Re-writing the Gilmore Girls Revival

Longer than my normal posts, this is for all the Gilmore Girls lovers out there who just can’t let it go.

Of all the “what if’s” in life, I occasionally dwell on the Gilmore Girls Revival. I looked forward to this with great anticipation. It is hard to imagine being more disappointed. A dated topic, I know, but relevant for those who keep going back to the series.

Revival criticisms:

The Revival seemed mostly about trying to fit in all the cameos. No easy task.

Rory changed a lot in the original series. It could be understandable that she might put reading for pleasure aside during the demanding days of college, or even during her personal crisis. That now, ten years later, she hardly cracks a book, shows she is not the smart, independent girl we met in the first four years of the series. Where is her can-do spirit that made the DAR event a success and got the Yale paper out on time? In the Revival, she has no personality, convictions, or motivation at all. She is part of a lost generation, yes, but this is Rory beyond recognition.

There is too little plot for such long episodes. These are double the length, so presumably double the depth or double the events. Neither happens. Gags were given 20-minute time slots (Kirk film, musical) and potential plot points were reduced to gags (taking over the paper).

The characters were unlikeable. This is common in edgy television. Some of the love went out with the pool water.
++++++
• **Requirement A**: In the Gilmore Girls Revival post, quote the first sentence of each paragraph that follows the heading "Revival criticisms:".
++++++
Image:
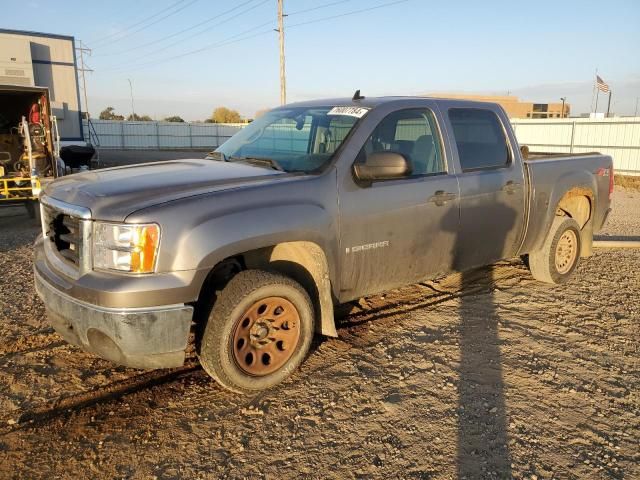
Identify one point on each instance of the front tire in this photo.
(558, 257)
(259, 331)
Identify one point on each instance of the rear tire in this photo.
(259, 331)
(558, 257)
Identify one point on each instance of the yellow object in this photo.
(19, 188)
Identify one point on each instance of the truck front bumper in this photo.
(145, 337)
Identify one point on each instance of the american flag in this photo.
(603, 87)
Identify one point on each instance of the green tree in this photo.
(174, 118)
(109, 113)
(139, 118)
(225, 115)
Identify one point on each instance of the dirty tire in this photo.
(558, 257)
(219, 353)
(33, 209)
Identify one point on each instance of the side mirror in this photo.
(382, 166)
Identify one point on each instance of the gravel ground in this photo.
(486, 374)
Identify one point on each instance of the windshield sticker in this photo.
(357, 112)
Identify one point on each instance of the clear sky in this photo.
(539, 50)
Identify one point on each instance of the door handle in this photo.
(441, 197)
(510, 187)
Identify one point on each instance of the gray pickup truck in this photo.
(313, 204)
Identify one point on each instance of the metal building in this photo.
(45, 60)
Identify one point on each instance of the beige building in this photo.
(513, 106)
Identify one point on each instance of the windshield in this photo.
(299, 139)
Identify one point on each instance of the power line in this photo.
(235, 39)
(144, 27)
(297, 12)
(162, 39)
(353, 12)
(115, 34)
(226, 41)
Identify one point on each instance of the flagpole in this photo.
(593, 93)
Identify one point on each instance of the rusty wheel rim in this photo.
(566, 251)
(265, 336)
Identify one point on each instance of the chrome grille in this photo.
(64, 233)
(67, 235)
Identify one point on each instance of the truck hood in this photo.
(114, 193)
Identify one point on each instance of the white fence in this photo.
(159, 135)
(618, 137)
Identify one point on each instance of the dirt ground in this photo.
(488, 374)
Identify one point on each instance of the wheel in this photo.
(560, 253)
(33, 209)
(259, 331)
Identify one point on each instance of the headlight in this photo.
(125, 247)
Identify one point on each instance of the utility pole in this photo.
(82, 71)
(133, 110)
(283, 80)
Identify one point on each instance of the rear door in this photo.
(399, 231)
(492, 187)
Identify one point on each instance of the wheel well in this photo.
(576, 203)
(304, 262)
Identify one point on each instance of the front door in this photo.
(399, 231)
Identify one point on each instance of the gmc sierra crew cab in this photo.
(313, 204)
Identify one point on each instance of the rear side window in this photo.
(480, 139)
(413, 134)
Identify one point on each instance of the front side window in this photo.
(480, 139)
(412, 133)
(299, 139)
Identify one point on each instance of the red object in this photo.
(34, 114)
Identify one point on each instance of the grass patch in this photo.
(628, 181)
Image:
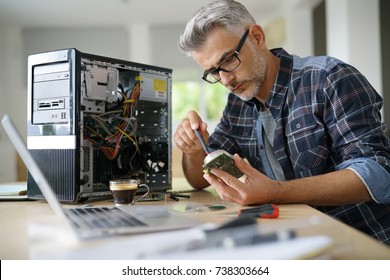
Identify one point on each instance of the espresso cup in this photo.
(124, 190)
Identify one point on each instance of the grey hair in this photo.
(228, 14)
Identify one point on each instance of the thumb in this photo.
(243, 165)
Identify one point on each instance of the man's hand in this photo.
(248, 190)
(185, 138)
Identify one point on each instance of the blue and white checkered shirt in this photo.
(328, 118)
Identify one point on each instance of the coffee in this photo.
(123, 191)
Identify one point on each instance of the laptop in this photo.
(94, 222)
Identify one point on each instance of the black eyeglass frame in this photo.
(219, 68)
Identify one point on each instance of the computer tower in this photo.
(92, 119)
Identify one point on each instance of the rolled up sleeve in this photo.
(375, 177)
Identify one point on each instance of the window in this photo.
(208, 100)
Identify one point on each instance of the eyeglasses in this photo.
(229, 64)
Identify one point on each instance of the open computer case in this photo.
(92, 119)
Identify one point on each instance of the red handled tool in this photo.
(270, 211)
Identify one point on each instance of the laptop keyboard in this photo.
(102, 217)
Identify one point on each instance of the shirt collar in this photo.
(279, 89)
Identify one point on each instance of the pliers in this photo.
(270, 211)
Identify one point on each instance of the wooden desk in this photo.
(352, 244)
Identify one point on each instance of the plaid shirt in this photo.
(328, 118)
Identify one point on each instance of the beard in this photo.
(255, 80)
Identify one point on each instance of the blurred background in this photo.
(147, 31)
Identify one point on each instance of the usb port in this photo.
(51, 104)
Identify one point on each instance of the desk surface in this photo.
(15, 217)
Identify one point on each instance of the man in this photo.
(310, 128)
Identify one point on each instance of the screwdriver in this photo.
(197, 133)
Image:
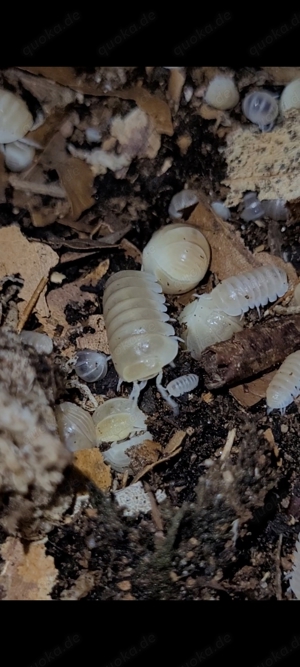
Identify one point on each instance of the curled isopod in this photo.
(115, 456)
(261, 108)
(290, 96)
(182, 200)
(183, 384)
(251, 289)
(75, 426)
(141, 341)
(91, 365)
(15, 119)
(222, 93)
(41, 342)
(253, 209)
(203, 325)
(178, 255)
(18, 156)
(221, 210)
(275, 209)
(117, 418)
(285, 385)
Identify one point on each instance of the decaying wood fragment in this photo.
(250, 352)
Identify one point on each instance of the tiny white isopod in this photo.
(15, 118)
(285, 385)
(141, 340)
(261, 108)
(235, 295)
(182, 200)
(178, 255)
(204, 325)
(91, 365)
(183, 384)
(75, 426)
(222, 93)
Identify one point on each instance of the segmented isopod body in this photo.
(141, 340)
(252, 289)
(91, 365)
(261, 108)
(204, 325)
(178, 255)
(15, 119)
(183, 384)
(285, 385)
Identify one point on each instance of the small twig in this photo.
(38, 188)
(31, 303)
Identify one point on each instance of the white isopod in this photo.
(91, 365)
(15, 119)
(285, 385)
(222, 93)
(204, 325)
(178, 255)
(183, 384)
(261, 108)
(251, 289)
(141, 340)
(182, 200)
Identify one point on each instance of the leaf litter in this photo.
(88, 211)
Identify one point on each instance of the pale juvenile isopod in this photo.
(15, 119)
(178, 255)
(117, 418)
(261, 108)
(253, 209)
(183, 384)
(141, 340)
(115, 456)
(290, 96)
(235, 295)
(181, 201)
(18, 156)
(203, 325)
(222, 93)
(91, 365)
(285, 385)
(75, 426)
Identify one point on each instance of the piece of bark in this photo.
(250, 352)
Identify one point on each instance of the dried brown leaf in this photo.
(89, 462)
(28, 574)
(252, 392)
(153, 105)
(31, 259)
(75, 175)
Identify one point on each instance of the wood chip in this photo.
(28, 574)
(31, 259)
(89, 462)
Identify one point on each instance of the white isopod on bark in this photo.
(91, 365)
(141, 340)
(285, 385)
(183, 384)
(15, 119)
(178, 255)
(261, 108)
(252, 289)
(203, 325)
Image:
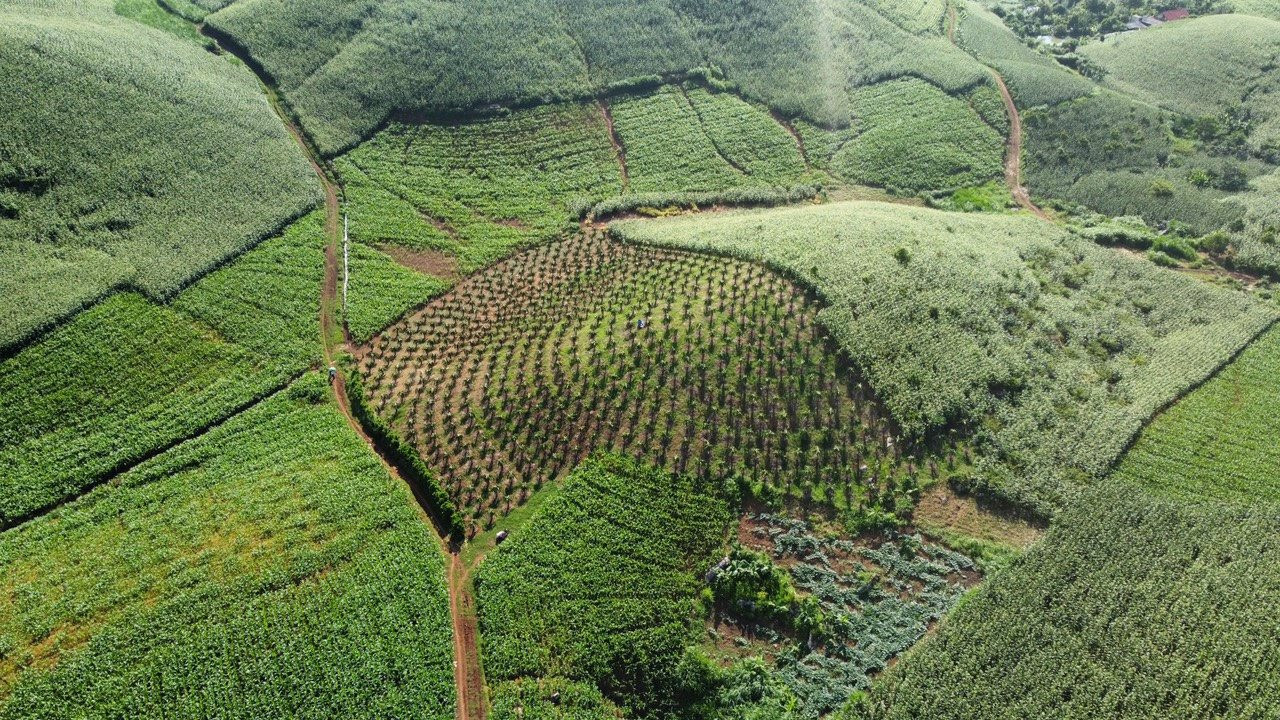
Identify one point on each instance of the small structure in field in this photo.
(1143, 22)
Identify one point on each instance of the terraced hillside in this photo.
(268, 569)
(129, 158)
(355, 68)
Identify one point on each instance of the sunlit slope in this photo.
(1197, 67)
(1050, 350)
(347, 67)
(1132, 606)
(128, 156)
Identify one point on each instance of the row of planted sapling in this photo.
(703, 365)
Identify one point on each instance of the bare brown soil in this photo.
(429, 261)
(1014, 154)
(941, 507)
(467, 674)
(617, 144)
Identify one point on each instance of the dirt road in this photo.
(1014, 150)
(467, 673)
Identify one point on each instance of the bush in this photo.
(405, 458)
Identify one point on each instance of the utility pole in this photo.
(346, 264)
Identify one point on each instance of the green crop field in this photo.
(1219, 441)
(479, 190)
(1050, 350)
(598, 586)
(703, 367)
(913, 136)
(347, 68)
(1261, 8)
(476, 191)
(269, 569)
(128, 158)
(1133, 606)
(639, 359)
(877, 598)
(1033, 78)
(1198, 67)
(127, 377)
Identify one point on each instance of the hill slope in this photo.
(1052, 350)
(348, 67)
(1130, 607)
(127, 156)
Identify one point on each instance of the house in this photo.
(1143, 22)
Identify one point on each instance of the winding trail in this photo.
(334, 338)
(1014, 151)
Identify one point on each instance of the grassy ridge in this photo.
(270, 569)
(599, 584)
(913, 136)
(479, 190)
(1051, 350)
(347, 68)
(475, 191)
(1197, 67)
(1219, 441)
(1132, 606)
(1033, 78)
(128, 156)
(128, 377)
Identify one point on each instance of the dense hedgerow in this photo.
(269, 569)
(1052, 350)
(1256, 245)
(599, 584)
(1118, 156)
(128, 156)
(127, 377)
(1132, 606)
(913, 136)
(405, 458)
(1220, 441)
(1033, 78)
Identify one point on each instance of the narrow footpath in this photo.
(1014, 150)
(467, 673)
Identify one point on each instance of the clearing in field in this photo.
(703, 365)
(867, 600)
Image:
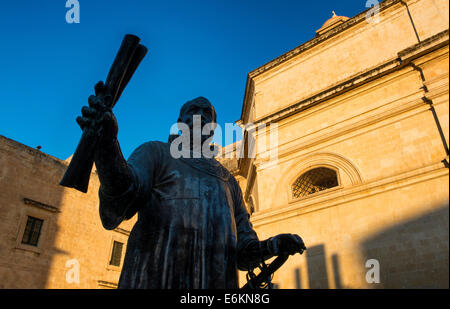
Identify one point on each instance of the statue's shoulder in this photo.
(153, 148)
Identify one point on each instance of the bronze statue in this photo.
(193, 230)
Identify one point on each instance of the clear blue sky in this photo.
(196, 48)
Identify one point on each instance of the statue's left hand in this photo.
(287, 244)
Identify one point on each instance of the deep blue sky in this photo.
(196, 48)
++++++
• **Requirement B**: Convert the rows, from the line containing "Identify one point on each instance of the deep" up to and including the last line of the rows, into a JSON list of strings with one string per line and no blank lines.

• **Complete response A**:
- "The Revival seemed mostly about trying to fit in all the cameos."
- "Rory changed a lot in the original series."
- "There is too little plot for such long episodes."
- "The characters were unlikeable."

• **Complete response B**:
[
  "Identify one point on each instance of the deep blue sky in this photo.",
  "(196, 48)"
]